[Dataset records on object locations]
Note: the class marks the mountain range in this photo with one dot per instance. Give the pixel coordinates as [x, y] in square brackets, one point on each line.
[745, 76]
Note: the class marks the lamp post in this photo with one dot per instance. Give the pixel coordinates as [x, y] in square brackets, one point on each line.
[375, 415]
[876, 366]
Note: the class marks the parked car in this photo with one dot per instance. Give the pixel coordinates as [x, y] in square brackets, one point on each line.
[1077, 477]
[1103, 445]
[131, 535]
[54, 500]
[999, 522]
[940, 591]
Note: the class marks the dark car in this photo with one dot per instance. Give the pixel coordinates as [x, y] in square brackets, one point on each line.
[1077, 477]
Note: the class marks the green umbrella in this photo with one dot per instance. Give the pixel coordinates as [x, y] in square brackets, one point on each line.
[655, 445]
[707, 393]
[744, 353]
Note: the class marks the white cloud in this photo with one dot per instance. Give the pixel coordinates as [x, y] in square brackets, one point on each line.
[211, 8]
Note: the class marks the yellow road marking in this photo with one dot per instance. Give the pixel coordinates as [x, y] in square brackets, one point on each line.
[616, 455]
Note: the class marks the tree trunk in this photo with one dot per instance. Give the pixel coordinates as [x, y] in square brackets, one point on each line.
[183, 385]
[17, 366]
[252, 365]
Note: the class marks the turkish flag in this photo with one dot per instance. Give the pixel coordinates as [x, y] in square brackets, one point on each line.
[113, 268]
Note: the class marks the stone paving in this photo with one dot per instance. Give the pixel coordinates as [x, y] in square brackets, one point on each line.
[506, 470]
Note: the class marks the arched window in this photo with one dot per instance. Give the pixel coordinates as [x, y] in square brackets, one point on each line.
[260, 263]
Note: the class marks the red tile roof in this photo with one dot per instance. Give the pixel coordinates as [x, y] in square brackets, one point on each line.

**Exercise brief:**
Format every line of the material above as a numbered list, omitting any blank lines.

**Worked solution:**
1. Note: the class marks the mountain range in this photo with one dot per instance. Give the pixel coordinates as [x, y] in square brackets, one point on each line.
2. [745, 76]
3. Note: the class marks the lamp post in this photo with one dot per instance. Give the pixel coordinates as [x, y] in square brackets, one point on each line.
4. [375, 415]
5. [876, 366]
6. Note: the class marks the parked car in this photo with one dot per instance. Give the pixel coordinates as [x, y] in square brackets, one point on each line.
7. [1077, 477]
8. [1103, 445]
9. [131, 535]
10. [54, 500]
11. [999, 522]
12. [940, 591]
13. Note: the class marks the dark car in this photo with one dot per instance. Give the pixel coordinates as [x, y] in square brackets, one point on each line.
14. [1077, 477]
15. Note: the class marks the green umbrella in this photo with one dot per instance. Give the pixel coordinates as [x, y] in square brackets, one point on each line.
16. [655, 445]
17. [707, 393]
18. [744, 353]
19. Note: the class marks the white cloud in this photo with one dot per instance. Give the pixel coordinates as [x, y] in square brackets, one point on each line.
20. [211, 8]
21. Note: the class marks the yellow road marking in this photo with one dot per instance. Give the pixel coordinates as [x, y] in square brackets, one point on each line.
22. [616, 455]
23. Note: the class marks the tree trunk in this photo with one dot per instance. Give the pixel coordinates as [x, y] in square brackets, one point on each line.
24. [183, 385]
25. [17, 366]
26. [252, 365]
27. Note: the class marks the turkish flag in this photo with one dot per instance. Give the pixel coordinates as [x, y] in square brackets, one point on each line.
28. [113, 268]
29. Note: the class marks the stone paving in this photo with one dot per instance. Give the pixel coordinates as [x, y] in square brackets, one point on each line.
30. [506, 470]
31. Note: the class marks the arched window in this photo with one dot per instance. Give the pixel coordinates as [x, y] in square brackets, one point on each line.
32. [260, 263]
33. Note: the class marks the red tile roof in this photo with one dot per instance. Give the pixel coordinates as [x, y] in square brackets, one point on each line.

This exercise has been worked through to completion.